**Set problem**.
In the records below, find the line containing "Task: mark one dot on every instance of the yellow moon" and repeat it and every line after it exactly, without pictures.

**Records for processing**.
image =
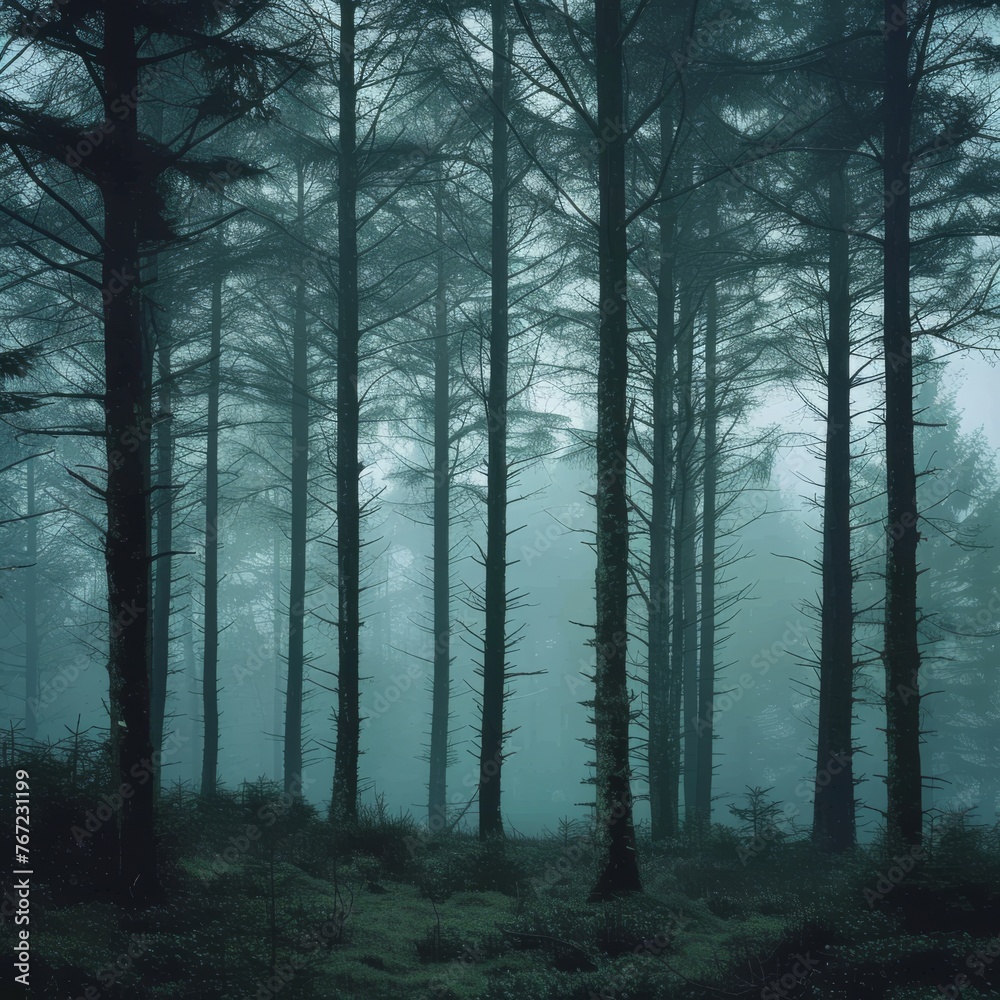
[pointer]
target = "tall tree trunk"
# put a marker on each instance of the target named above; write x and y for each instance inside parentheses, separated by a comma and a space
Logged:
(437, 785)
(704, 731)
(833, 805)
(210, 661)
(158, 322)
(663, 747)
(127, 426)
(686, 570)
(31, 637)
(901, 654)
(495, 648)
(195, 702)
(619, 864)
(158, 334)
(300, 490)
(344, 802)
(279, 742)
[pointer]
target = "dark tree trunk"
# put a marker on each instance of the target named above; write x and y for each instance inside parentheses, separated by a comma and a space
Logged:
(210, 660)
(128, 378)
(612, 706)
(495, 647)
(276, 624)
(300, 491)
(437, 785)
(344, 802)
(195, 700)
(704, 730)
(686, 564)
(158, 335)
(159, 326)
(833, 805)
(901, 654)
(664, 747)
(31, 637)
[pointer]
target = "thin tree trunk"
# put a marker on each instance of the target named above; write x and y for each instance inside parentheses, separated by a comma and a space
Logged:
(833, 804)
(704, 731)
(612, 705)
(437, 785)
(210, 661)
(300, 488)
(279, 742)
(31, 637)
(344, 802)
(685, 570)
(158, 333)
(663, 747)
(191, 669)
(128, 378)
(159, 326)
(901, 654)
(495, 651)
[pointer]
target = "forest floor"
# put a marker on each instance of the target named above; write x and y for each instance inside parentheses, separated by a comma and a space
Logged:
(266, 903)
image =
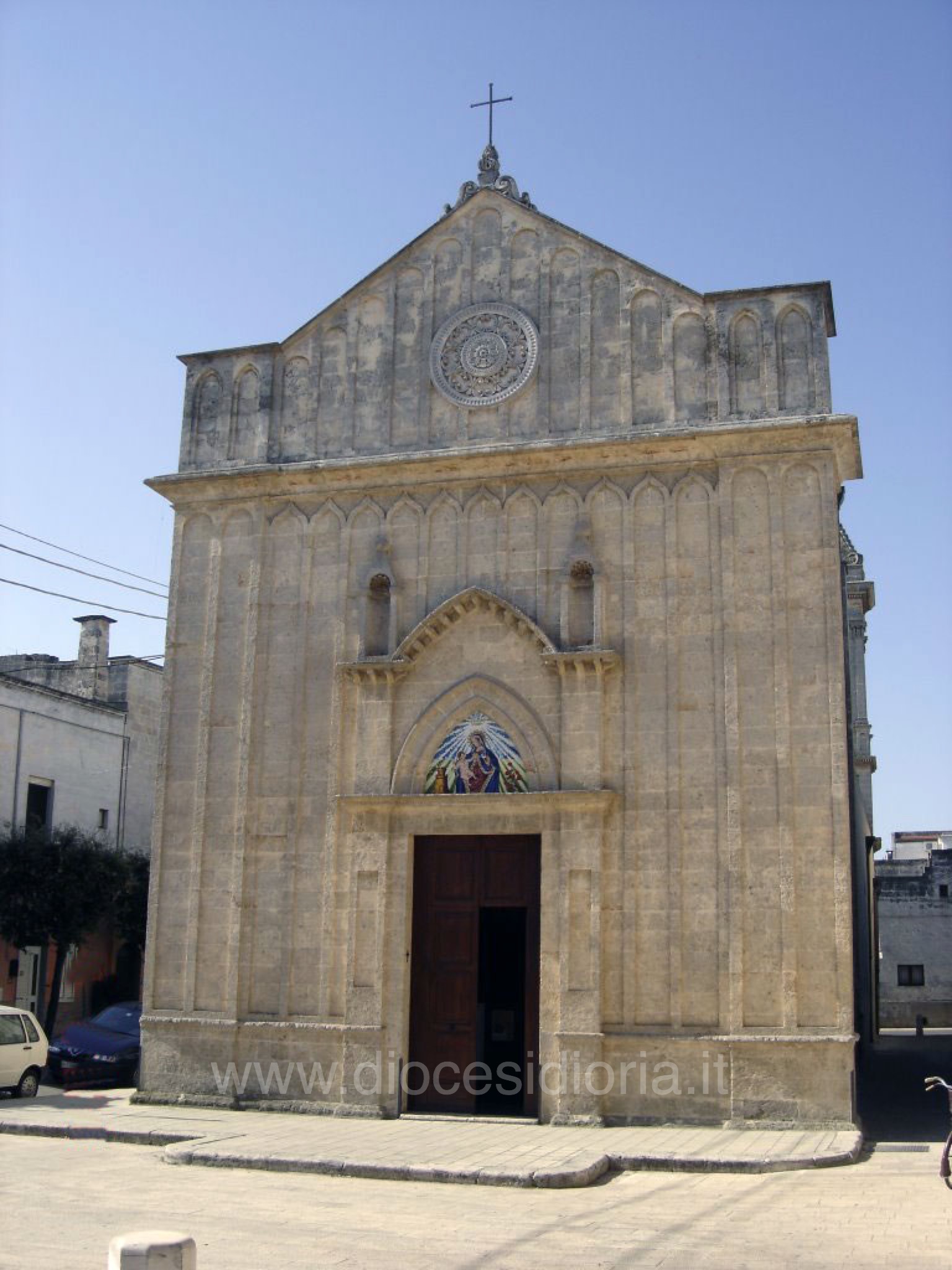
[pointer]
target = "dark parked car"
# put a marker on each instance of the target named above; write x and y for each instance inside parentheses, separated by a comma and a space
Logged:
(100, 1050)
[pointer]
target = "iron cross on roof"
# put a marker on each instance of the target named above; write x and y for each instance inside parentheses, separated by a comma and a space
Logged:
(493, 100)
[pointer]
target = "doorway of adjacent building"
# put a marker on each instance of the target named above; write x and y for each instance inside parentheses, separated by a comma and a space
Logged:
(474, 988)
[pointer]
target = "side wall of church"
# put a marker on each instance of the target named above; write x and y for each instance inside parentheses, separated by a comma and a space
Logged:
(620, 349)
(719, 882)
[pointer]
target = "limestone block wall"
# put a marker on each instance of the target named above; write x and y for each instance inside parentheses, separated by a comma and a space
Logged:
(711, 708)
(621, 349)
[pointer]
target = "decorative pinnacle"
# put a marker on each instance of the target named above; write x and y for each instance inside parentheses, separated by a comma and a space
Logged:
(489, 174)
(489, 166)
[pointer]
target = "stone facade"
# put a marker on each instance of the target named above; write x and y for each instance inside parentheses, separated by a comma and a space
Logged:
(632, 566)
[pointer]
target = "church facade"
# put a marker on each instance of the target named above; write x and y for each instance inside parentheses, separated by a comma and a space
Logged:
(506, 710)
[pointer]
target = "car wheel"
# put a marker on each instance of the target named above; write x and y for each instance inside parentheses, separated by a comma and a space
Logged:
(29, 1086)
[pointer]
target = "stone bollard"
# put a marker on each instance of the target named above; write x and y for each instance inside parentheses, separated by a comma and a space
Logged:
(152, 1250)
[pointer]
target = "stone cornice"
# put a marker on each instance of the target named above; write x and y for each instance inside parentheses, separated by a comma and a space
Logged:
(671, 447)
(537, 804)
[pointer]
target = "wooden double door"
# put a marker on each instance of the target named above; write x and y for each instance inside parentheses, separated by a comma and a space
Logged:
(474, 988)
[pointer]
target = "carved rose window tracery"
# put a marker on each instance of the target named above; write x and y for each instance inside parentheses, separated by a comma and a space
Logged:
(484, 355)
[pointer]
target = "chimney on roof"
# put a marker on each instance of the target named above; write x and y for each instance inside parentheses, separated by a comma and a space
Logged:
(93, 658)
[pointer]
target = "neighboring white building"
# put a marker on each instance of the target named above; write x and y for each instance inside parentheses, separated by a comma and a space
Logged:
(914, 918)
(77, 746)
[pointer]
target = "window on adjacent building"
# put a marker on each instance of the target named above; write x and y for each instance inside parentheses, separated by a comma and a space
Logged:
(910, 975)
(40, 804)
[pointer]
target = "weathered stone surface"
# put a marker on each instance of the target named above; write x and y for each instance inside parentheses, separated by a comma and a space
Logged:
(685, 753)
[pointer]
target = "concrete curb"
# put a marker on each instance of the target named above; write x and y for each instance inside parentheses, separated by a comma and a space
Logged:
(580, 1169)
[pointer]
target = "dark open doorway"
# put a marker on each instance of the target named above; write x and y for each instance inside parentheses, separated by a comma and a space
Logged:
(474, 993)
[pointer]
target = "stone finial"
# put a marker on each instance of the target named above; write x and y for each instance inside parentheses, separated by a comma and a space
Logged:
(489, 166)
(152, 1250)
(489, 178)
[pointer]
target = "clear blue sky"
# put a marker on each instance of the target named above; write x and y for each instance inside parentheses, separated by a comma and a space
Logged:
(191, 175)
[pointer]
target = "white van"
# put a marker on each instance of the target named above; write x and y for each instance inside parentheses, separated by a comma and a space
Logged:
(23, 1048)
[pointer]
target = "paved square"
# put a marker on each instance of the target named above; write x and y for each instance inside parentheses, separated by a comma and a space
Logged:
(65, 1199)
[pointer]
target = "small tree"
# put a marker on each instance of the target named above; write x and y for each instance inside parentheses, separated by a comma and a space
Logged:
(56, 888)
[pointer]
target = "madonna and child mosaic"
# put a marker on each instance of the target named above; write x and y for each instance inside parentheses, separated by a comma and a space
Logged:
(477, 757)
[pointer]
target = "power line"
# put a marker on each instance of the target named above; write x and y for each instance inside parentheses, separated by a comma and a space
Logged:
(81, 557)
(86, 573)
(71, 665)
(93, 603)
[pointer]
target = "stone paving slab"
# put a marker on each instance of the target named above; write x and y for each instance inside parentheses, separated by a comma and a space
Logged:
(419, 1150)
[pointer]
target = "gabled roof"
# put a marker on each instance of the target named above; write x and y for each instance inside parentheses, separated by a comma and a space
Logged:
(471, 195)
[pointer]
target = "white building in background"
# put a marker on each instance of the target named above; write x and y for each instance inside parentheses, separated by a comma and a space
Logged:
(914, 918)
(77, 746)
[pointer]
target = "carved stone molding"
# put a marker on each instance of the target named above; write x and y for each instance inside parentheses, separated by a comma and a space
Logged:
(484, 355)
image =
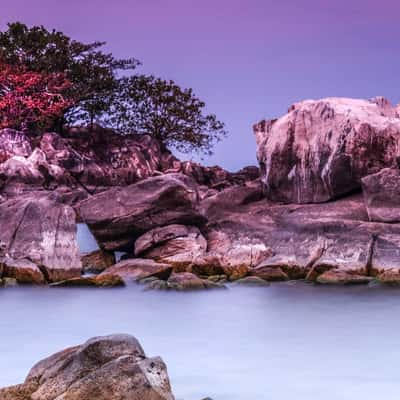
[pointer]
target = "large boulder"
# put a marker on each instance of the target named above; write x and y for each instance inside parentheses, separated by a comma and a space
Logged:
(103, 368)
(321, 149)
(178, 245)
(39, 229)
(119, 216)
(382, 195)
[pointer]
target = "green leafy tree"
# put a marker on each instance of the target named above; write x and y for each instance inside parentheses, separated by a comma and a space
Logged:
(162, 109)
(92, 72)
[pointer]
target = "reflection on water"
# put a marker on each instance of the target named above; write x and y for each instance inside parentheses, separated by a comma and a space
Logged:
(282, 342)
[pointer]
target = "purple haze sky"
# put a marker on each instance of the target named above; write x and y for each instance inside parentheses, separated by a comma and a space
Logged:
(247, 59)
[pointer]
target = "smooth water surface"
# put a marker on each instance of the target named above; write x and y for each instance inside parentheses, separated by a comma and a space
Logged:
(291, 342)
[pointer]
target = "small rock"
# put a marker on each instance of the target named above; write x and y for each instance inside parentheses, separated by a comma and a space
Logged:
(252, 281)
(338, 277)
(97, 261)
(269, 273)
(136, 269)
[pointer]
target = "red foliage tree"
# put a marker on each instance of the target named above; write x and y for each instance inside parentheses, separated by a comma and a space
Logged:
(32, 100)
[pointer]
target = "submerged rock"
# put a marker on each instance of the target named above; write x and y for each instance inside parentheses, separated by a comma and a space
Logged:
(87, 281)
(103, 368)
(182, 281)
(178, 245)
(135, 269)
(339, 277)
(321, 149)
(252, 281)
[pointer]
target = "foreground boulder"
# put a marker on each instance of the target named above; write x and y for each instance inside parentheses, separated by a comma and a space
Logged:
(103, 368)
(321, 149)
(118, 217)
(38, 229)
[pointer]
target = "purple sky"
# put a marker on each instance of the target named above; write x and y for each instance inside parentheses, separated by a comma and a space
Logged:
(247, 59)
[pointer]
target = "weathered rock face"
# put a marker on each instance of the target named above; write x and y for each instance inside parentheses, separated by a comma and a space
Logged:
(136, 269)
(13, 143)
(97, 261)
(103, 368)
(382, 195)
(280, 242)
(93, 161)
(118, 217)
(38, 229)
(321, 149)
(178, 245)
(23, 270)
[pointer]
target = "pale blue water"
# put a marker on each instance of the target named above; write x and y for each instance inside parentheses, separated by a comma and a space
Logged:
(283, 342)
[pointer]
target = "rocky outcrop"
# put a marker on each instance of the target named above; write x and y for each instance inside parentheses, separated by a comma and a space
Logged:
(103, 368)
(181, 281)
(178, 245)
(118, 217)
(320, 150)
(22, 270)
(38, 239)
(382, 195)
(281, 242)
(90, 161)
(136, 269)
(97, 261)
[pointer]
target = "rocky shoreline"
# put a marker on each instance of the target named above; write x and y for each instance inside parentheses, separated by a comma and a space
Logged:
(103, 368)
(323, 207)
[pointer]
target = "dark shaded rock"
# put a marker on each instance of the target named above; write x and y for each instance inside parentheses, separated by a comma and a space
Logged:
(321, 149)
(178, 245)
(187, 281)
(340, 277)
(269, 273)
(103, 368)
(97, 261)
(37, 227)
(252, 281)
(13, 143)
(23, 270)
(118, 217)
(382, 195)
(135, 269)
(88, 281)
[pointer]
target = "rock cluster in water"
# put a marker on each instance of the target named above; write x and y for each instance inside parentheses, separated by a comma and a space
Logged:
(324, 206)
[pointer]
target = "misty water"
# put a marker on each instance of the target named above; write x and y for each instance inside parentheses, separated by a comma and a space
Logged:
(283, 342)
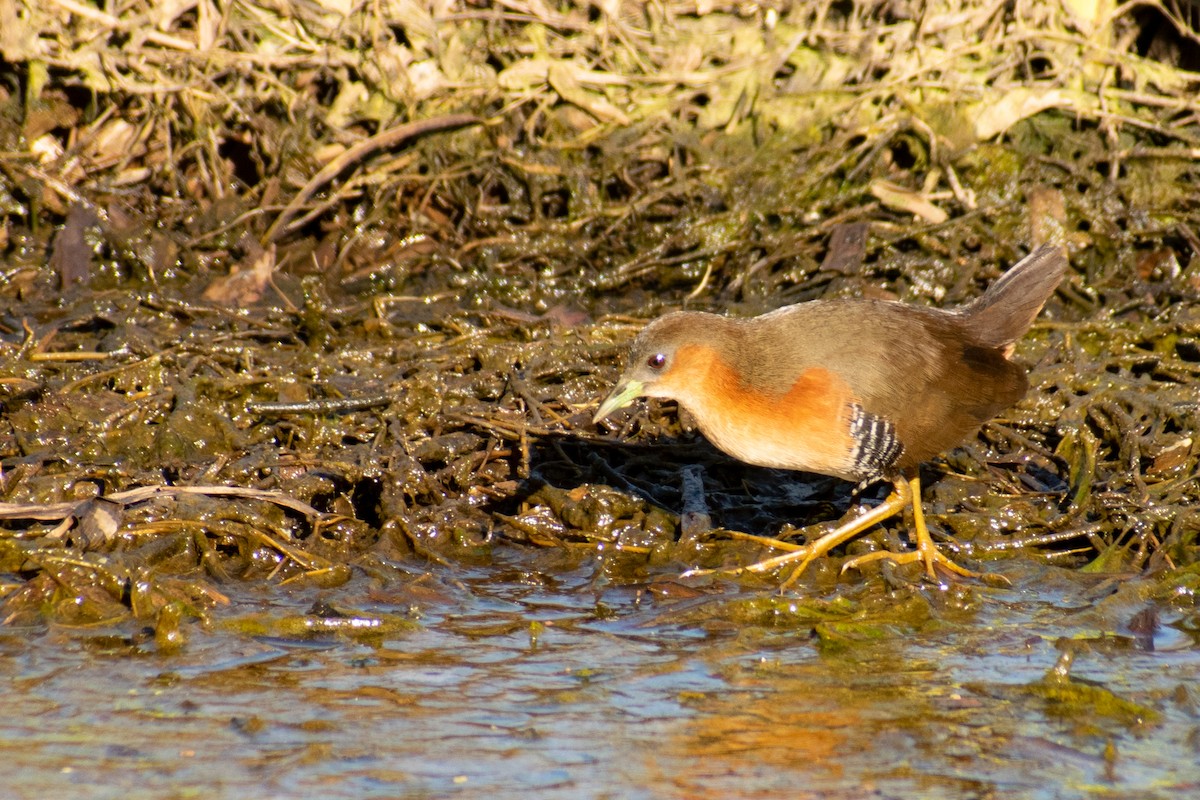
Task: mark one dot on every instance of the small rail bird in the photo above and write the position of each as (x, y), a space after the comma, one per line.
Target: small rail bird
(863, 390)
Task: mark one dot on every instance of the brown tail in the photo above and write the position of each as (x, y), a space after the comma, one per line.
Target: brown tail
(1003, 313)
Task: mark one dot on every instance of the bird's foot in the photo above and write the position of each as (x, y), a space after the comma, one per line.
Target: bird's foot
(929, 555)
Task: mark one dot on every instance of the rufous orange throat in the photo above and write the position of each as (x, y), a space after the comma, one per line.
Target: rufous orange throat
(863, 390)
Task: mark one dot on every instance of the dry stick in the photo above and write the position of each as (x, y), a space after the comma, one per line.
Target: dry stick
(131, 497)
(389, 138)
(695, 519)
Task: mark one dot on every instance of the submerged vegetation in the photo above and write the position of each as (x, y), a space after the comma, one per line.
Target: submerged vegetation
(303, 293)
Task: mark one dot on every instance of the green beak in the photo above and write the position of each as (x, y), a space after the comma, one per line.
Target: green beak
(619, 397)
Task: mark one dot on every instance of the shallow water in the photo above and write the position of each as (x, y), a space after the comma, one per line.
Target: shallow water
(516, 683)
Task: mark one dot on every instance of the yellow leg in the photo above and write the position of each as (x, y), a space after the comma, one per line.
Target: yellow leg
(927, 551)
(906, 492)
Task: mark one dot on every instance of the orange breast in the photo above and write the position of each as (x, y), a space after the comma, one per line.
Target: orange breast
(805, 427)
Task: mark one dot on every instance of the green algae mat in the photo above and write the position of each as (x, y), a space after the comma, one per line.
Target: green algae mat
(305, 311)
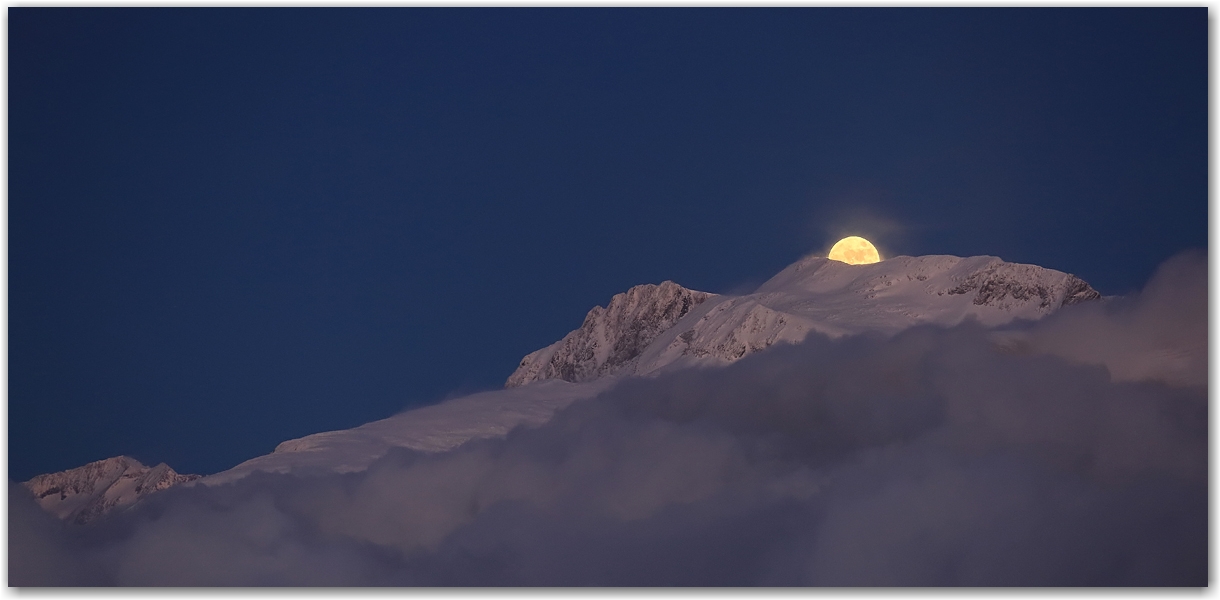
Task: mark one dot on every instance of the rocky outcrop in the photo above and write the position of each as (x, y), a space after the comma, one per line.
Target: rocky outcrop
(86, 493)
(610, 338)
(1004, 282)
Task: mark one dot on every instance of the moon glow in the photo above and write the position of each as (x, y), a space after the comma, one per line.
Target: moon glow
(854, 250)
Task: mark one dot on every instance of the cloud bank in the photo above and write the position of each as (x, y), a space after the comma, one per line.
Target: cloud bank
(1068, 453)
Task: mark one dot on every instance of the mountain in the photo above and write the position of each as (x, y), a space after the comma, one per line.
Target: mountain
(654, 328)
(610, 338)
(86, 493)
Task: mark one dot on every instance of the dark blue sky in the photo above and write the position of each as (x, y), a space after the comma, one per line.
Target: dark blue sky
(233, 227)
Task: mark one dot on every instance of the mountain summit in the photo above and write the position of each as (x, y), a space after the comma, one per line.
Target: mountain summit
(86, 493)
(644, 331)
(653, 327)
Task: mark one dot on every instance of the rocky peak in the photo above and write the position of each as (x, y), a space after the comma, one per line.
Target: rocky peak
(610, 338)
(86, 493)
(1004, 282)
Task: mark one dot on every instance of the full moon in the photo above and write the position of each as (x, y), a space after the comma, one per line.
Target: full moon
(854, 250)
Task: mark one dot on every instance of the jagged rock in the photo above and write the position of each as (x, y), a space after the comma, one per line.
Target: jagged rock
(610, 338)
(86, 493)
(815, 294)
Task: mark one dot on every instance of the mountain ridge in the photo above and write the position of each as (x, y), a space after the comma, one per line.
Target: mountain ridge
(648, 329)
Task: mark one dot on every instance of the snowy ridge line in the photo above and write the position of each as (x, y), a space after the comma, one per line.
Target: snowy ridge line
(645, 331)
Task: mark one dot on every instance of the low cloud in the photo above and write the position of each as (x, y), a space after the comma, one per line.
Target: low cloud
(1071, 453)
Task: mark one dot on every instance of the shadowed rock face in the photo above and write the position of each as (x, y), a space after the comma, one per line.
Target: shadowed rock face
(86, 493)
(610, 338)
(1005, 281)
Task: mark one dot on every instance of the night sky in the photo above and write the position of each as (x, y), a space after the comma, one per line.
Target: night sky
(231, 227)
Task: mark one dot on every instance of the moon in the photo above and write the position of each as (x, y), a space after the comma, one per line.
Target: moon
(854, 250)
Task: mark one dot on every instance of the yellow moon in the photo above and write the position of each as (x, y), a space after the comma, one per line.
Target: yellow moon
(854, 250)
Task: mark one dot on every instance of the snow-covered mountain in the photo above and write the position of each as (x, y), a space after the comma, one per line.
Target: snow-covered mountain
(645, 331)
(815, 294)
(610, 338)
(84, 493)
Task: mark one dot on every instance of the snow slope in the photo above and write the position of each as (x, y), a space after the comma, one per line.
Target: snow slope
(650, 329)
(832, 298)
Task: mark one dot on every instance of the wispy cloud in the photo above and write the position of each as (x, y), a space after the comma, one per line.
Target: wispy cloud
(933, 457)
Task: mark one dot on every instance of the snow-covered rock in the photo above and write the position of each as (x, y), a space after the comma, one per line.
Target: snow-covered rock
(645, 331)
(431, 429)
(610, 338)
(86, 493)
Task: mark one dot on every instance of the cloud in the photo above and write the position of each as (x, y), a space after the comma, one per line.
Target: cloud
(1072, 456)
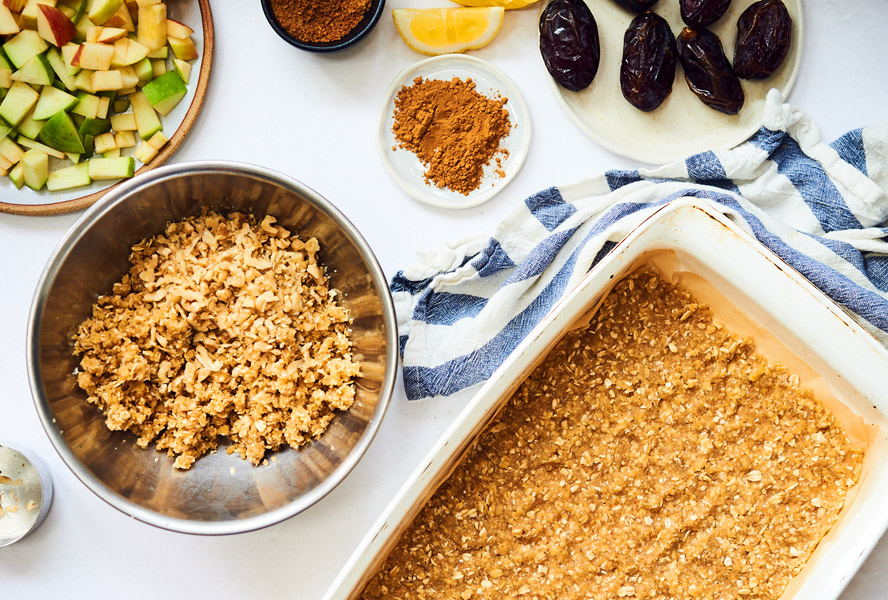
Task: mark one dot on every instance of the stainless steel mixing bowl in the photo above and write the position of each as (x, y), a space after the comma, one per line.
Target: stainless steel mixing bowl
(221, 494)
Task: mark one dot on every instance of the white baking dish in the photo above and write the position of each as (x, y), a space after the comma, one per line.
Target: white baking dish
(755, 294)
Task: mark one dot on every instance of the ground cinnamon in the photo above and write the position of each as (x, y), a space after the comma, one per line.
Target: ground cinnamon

**Task output**.
Task: mark one dot on every instance of the yellow moon in the photo above and write the position of each as (x, y), a space after the comma, one per line.
Target: yellow moon
(854, 250)
Task: mark one dot on every instance of the snow-covered mountain in the photo above and write the position of each as (x, y), a space after the comma, one per line.
Target: snow-covered mountain
(645, 331)
(815, 294)
(610, 338)
(84, 493)
Task: mark one dot on every instance of the snow slope in the photo above and write the position of each as (x, y), a space after the comma, one per line.
Target: snow slope
(650, 329)
(832, 298)
Task: mark one dot on every instance of the wispy cloud in the photo above and write the position of each as (x, y), a space after the comma, one per line.
Target: wispy cloud
(933, 457)
Task: mark one dot on every instance of the snow-covered rock in the photo above and write the position of each as (x, y), a space after the comma, one per line.
Target: snow-covered rock
(645, 331)
(431, 429)
(610, 338)
(86, 493)
Task: mark one dot on every instance of the cloud in the photo above and write the position of each as (x, y), a space after the comma, one per line.
Target: cloud
(1072, 456)
Task: mark one dot on every instance of the stainless steel mixing bowl in the photo above and write the position of each as (x, y), a space after the comma, one per line.
Target: stainless steel mixing bowl
(221, 494)
Task: mark one dot on every instance of the white baking dish in the photo above and write the position of each as (x, y), a space after the comma, one per line.
Target: white baking dish
(755, 294)
Task: mark one dot on every instance of the ground cinnamon in the photo above and write the position of each as (x, y), a space after the comma, one per line.
Target: ground cinnamon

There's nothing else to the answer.